## Problems to solve
a - Using the TAPI pipeline passage, decide whether each statement agrees with it: (i) the pipeline would pass through Kandahar to Quetta in Pakistan; (ii) the Argentinian firm Bridas negotiated with the Taliban; (iii) the negotiations were derailed in 2001. Answer each with yes or no, and quote the deciding words from the passage.
b - From the TAPI pipeline passage, reproduce word for word the part from "The TAPI Pipeline" up to and including "Dar es Salaam.".

The TAPI Pipeline Consortium hopes to run its pipeline from production centers in the Dauletebad gas fields of Turkmenistan down through Afghanistan to Herat and through Kandahar to Quetta in Pakistan – a corridor that has earned distinction as one of the most dangerous areas of the world, particularly in light of the war and occupation throughout Afghanistan, and the civil unrest that plagues the Federally Administered Tribal Areas of Pakistan (FATA). The pipeline’s inception incredibly took place during one of the most brutal periods of Central Asian history – the 1990’s, when the Argentinian E&P firm Bridas and American Unocal negotiated with the Taliban, but their efforts to build a consensus were derailed in 1998 when Taliban leader Mullah Mohammed Omar declared his public support for bin Laden and al Qaeda’s bombings of the US embassies in Nairobe and Dar es Salaam.

(Stored items)
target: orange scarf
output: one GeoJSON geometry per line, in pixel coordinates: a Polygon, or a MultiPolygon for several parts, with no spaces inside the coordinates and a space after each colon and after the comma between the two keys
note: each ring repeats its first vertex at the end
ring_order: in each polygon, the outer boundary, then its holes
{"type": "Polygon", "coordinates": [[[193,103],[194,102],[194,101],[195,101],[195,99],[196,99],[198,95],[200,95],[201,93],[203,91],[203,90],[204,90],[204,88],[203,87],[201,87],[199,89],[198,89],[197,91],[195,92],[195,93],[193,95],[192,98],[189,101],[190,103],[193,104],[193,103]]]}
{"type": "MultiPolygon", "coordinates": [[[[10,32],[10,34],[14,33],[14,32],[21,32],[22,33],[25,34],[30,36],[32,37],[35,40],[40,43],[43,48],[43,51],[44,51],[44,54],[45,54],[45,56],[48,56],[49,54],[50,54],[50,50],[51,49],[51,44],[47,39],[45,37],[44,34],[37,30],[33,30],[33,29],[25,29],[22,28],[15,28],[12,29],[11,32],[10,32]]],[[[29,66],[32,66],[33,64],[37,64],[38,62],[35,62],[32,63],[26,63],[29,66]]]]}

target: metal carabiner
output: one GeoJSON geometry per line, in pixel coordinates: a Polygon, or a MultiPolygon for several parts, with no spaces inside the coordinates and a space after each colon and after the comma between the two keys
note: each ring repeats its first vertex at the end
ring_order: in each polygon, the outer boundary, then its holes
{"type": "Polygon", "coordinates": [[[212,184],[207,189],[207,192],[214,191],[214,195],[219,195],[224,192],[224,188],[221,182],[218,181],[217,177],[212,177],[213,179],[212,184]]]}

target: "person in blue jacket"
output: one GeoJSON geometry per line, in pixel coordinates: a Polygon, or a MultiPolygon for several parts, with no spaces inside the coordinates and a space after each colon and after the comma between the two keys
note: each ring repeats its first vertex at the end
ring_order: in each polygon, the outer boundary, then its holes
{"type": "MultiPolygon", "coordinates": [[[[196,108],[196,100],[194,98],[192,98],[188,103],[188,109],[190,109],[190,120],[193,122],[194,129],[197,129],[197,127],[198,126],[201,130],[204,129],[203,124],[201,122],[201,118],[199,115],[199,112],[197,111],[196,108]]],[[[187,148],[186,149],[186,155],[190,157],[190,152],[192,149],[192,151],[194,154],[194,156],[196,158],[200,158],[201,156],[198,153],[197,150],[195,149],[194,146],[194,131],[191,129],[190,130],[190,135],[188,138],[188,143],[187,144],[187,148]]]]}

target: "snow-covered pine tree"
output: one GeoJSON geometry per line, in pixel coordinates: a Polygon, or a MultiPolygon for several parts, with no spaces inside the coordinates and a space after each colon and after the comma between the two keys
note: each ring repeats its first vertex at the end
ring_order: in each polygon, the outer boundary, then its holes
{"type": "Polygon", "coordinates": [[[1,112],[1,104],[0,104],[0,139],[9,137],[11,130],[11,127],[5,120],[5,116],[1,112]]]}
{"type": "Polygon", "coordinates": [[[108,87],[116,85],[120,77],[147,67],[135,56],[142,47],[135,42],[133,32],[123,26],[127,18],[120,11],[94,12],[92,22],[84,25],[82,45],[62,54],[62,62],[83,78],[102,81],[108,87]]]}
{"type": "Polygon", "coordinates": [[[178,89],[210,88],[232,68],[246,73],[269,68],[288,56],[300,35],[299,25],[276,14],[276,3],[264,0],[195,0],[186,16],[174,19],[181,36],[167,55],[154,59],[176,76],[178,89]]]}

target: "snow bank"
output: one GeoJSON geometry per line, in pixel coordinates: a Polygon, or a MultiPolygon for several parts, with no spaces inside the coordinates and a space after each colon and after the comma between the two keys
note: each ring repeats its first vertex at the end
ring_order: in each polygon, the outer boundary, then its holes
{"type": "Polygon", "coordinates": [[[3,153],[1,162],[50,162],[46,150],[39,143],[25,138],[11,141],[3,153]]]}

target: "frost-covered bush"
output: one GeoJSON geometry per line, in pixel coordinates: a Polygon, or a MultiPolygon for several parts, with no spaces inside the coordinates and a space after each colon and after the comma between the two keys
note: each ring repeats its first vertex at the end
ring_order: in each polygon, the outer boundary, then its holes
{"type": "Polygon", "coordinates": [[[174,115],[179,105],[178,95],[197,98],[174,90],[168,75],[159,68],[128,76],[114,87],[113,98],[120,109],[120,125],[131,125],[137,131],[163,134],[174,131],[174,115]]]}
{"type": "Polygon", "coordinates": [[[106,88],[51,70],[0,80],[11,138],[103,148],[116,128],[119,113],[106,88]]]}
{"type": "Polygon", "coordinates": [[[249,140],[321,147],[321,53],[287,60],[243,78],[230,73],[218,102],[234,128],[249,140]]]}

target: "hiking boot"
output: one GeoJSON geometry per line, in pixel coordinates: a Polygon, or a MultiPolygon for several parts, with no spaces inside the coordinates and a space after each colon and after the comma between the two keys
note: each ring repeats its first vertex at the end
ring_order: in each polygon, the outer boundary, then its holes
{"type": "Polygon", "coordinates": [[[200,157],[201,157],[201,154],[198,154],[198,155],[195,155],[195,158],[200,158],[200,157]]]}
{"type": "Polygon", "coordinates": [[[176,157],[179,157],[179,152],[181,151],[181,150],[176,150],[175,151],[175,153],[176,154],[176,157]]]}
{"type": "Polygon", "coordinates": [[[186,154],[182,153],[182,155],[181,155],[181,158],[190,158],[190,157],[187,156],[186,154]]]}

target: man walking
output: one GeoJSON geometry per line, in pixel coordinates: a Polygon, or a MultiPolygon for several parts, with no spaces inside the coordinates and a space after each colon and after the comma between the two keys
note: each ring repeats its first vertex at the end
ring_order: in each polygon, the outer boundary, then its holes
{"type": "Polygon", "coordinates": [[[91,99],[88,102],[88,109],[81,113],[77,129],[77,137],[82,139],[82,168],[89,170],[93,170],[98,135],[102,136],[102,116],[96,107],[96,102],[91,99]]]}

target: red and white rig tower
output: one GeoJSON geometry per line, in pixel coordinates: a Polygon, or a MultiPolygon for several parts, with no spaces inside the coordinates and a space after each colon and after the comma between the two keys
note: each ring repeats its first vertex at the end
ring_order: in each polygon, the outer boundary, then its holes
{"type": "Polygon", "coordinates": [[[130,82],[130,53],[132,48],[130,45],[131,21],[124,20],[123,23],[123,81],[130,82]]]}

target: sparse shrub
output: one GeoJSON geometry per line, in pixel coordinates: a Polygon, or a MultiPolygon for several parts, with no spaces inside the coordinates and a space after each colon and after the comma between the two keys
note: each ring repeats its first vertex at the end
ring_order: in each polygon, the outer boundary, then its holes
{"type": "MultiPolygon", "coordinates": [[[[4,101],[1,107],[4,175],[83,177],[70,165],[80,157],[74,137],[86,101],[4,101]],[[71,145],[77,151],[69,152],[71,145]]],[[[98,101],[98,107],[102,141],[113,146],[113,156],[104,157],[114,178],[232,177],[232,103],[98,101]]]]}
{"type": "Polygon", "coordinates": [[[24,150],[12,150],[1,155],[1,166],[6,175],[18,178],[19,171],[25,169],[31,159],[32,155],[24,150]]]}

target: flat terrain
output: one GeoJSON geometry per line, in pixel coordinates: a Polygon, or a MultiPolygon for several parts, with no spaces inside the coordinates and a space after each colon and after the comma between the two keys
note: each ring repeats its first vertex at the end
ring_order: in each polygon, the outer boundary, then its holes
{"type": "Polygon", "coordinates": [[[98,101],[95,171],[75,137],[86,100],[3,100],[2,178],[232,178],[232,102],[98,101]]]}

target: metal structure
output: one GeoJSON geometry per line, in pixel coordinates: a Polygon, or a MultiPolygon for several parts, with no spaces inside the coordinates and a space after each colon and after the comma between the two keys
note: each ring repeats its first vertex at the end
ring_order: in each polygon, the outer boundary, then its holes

## Completed exercise
a -
(i) Yes: "through Kandahar to Quetta in Pakistan"
(ii) Yes: "the Argentinian E&P firm Bridas and American Unocal negotiated with the Taliban"
(iii) No: "their efforts to build a consensus were derailed in 1998"

b -
The TAPI Pipeline Consortium hopes to run its pipeline from production centers in the Dauletebad gas fields of Turkmenistan down through Afghanistan to Herat and through Kandahar to Quetta in Pakistan – a corridor that has earned distinction as one of the most dangerous areas of the world, particularly in light of the war and occupation throughout Afghanistan, and the civil unrest that plagues the Federally Administered Tribal Areas of Pakistan (FATA). The pipeline’s inception incredibly took place during one of the most brutal periods of Central Asian history – the 1990’s, when the Argentinian E&P firm Bridas and American Unocal negotiated with the Taliban, but their efforts to build a consensus were derailed in 1998 when Taliban leader Mullah Mohammed Omar declared his public support for bin Laden and al Qaeda’s bombings of the US embassies in Nairobe and Dar es Salaam.